### [What is expected]
Your answer should be the entire listing, printed exactly.

### [The input]
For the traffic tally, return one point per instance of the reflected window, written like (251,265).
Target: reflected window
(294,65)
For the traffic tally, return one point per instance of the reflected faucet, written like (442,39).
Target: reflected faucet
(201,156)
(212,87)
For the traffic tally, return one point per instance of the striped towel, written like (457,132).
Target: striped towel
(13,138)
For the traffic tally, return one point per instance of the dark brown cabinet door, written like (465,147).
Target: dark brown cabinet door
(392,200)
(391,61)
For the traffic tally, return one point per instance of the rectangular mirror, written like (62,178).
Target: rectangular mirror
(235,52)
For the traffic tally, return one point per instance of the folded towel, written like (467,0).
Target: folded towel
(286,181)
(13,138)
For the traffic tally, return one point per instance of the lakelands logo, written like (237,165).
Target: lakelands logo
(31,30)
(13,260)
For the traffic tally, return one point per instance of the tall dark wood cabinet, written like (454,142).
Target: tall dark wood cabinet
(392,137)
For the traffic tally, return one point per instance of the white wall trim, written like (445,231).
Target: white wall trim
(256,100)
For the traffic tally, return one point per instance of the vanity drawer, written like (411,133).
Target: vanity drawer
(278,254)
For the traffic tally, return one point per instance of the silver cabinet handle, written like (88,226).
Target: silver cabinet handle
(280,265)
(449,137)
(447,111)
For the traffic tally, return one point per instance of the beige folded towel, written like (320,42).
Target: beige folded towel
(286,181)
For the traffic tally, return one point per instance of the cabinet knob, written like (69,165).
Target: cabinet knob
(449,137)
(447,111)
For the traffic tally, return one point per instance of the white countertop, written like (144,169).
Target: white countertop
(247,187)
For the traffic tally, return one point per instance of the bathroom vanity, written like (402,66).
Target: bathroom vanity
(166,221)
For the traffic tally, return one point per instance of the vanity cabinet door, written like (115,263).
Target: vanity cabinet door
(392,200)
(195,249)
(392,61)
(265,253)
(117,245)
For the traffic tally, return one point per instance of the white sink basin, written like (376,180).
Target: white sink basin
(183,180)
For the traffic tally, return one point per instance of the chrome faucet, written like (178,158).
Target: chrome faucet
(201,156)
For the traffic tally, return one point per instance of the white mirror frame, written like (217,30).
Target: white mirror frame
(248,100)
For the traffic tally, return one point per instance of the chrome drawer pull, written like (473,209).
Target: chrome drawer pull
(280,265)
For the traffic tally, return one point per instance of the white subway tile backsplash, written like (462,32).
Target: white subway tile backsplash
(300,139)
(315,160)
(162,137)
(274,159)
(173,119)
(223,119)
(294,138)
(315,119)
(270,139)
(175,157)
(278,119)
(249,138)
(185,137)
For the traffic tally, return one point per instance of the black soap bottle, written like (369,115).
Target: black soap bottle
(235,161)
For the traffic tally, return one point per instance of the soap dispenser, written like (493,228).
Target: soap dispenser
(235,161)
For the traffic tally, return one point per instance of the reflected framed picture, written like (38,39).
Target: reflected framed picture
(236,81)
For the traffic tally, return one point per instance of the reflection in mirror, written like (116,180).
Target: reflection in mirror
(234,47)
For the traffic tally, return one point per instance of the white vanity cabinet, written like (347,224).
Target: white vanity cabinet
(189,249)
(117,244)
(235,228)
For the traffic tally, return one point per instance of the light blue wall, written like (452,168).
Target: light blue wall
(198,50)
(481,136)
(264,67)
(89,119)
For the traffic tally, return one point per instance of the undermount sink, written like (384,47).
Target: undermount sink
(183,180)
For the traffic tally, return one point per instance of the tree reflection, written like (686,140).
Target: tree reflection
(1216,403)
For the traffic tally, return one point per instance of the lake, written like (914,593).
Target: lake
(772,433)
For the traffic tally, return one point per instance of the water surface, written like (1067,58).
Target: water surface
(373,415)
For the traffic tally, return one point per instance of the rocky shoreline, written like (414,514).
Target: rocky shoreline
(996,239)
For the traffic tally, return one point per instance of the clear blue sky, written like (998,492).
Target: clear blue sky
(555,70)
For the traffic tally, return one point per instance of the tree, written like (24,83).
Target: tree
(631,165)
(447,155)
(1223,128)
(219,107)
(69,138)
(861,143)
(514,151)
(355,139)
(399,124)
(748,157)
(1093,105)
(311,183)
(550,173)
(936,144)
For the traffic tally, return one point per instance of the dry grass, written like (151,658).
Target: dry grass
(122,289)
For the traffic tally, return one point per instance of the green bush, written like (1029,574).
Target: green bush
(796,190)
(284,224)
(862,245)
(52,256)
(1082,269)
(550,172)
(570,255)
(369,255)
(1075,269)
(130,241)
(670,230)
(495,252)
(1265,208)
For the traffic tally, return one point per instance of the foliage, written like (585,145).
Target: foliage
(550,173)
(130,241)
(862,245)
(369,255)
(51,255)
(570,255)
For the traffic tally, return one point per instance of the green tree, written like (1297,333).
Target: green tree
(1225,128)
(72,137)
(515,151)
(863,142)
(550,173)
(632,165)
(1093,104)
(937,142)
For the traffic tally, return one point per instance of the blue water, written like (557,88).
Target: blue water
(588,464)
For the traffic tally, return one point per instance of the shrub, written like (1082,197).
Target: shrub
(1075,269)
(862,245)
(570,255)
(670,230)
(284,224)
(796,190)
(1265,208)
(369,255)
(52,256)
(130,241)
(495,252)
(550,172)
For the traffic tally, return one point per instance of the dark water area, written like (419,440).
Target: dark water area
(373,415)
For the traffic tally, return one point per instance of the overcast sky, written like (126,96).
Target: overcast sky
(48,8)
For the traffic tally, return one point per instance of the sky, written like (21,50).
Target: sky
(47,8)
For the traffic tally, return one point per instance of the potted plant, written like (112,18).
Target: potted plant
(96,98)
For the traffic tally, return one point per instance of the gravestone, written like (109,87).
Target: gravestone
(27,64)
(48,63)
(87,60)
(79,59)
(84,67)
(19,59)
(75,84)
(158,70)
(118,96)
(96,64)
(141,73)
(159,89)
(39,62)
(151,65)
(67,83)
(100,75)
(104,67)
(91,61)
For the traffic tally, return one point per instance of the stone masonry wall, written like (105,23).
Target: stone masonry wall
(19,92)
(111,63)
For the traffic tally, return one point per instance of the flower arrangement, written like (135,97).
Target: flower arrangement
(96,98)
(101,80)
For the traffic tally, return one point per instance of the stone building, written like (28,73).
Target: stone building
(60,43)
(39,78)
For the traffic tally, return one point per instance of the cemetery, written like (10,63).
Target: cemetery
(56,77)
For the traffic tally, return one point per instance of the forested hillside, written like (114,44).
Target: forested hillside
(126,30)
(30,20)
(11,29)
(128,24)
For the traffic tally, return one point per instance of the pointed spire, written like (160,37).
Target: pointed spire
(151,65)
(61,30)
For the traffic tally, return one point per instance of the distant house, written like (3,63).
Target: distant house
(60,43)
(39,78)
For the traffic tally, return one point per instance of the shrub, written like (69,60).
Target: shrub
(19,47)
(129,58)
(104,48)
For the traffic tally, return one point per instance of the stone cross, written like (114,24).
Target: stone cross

### [Task solution]
For the traffic tally, return one point per instance of the reflected window, written like (251,265).
Target: reflected window
(294,65)
For the traffic tally, return one point per instance of the reflected faucet, written like (442,39).
Target: reflected faucet
(201,156)
(212,87)
For the traffic tally, return one point per instance of the striped towel, written like (457,132).
Target: striped towel
(13,138)
For the traffic tally, return one point per instance of the dark brown cabinet door, written like (465,147).
Target: dark brown cabinet door
(392,200)
(391,61)
For the traffic tally, return one point per instance of the rectangular mirror, written like (62,178).
Target: rectangular mirror
(235,52)
For the traffic tally, return one point per instance of the folded towel, written like (467,0).
Target: folded towel
(286,181)
(13,138)
For the traffic tally, return one point per instance of the lakelands logo, written like (237,165).
Target: lakelands logo
(31,30)
(13,260)
For the traffic tally, return one point per instance of the tall dark wood cabinet, written like (454,142).
Target: tall dark wood cabinet
(392,137)
For the traffic tally, return one point per instance of the white wall trim, written like (445,231).
Target: white wall trim
(256,100)
For the traffic tally, return one point per instance of the vanity drawer, written like (411,133).
Target: vanity drawer
(278,254)
For the traffic tally, return one point per instance of the silver cabinet handle, written like (88,226).
Target: silver cabinet handle
(280,265)
(449,137)
(447,111)
For the traffic tally, return one point per instance of the beige folded towel, written like (320,42).
Target: beige folded towel
(286,181)
For the traffic tally, return one point per instance of the cabinet knob, written like (69,165).
Target: cabinet knob
(449,137)
(447,111)
For the traffic tally, return one point per instance of the white countertop, written like (144,169).
Target: white countertop
(247,187)
For the traffic tally, return one point per instance of the bathroom vanity, written like (402,66).
Target: bathroom vanity
(166,221)
For the traffic tally, return one point per instance of the vanity cabinet door, written like (115,263).
Target: vanity cabinet door
(392,200)
(195,249)
(392,61)
(265,253)
(117,245)
For the traffic tally, return one point per instance of the white sink basin, written like (376,180).
Target: white sink basin
(183,180)
For the traffic tally, return one point per instance of the chrome faucet, written like (178,158).
Target: chrome faucet
(201,156)
For the traffic tally, return one point per instance of the white mirror frame, written like (217,30).
Target: white mirror frame
(248,100)
For the traffic tally, return one point per instance of the chrome drawer pull, written like (473,209).
Target: chrome drawer pull
(280,265)
For the traffic tally, return one point per instance of the white subway tile backsplash, written like (462,32).
Target: white subway tile backsplash
(300,139)
(315,160)
(162,137)
(274,159)
(173,119)
(223,119)
(294,138)
(315,119)
(270,139)
(175,157)
(278,119)
(249,138)
(185,137)
For the traffic tally, return one point per instance of the black soap bottle, written like (369,115).
Target: black soap bottle
(235,161)
For the traffic tally, return one point per instance of the soap dispenser, written like (493,228).
Target: soap dispenser
(235,161)
For the traffic tally, return one point per instance of the reflected framed picture, written like (38,39).
Target: reflected framed picture
(236,81)
For the traffic tally, return one point per instance of the reflection in mirror, written like (116,180).
Target: reflection in mirror
(234,47)
For the traffic tally, return one point per instance of the white vanity cabinet, written like (347,224).
Target: white vanity cabinet
(189,249)
(117,244)
(235,228)
For the traffic tally, return one point per instance of the light blue wall, written like (452,168).
Target: light blue wall
(198,50)
(481,136)
(264,67)
(89,119)
For the traffic tally, return one point per instance of the undermount sink, written like (384,47).
Target: undermount sink
(183,180)
For the traffic tally, return one point per instance of the tree reflection, written like (686,140).
Target: tree reflection
(1216,403)
For the traffic tally, return one point per instance of the lake, written like (914,593).
Target: lake
(772,433)
For the traffic tally, return one point per instance of the water surface, written like (1067,58).
Target: water surface
(373,415)
For the traffic tally, return one point per instance of the rocky shoreline, written like (414,514).
Target: rocky shoreline
(996,239)
For the traffic tally, return one point per instance of the clear blue sky, written like (998,492).
Target: clear blue sky
(555,70)
For the traffic tally, return one point per instance of the tree, written like (24,83).
Target: tree
(631,165)
(447,155)
(1223,128)
(219,107)
(69,138)
(861,143)
(514,151)
(355,139)
(399,124)
(748,157)
(1093,105)
(311,183)
(550,173)
(936,144)
For the traffic tally, return one point per instance of the dry grass, written like (151,658).
Target: dry grass
(122,289)
For the traffic tally, return one point per instance of the green bush, written like (1029,574).
Target: green bush
(796,190)
(284,224)
(862,245)
(52,256)
(1082,269)
(550,172)
(570,255)
(369,255)
(1075,269)
(130,241)
(670,230)
(495,252)
(1265,208)
For the traffic tally, return one point per instance of the foliage, written like (585,145).
Target: foliage
(550,173)
(130,241)
(862,245)
(369,255)
(51,255)
(570,255)
For the traffic tally, return one point per instance of the green tree, written like (1297,333).
Target: green tree
(1225,128)
(72,137)
(515,151)
(863,142)
(550,173)
(632,165)
(1093,104)
(937,142)
For the traffic tally, return one point per instance of the blue water, written like (557,88).
Target: blue water
(588,464)
For the traffic tally, return one point per instance of the shrub, written like (1082,197).
Target: shrub
(1075,269)
(862,245)
(570,255)
(670,230)
(284,224)
(796,190)
(1265,208)
(369,255)
(52,256)
(130,241)
(495,252)
(550,172)
For the traffic tally, return one point per instance of the dark water area, written like (419,440).
Target: dark water area
(373,415)
For the traffic tally, return one point per instance of the overcast sky, written like (126,96).
Target: overcast sky
(48,8)
For the traffic tally, return one point per instance of the sky, written like (21,50).
Target: sky
(47,8)
For the traffic tally, return one point per instance of the potted plant, written like (112,18).
Target: potted plant
(96,98)
For the traffic tally, return one point per instance of the gravestone, written like (109,87).
Target: gravestone
(27,64)
(48,63)
(87,60)
(79,59)
(84,67)
(19,59)
(75,84)
(158,70)
(118,96)
(96,64)
(141,73)
(159,89)
(39,62)
(151,65)
(67,83)
(100,75)
(104,67)
(91,61)
For the traffic tally, return one point per instance of the stone masonry wall, written like (105,23).
Target: stone masonry wall
(19,92)
(111,63)
For the traffic tally, return one point per instance of the flower arrangement, written like (135,97).
Target: flower arrangement
(96,98)
(101,80)
For the traffic tally, return one point per instance of the stone building, written like (28,73).
Target: stone building
(60,43)
(39,78)
For the traffic tally, return one point per instance of the cemetery, written like (10,63).
Target: cemetery
(56,77)
For the traffic tally, return one point per instance of the forested hillside, written like (114,44).
Target: forested hillside
(126,30)
(30,20)
(11,29)
(128,24)
For the traffic tally, return one point per instance of the pointed spire, written like (160,37).
Target: pointed spire
(151,65)
(61,30)
For the traffic tally, return one point per instance of the distant house, written like (3,63).
Target: distant house
(60,43)
(39,78)
For the traffic tally, return one point per instance of the shrub, written like (69,60).
Target: shrub
(19,47)
(129,58)
(104,48)
For the traffic tally, return one point per instance of the stone cross, written like (114,24).
Target: stone cross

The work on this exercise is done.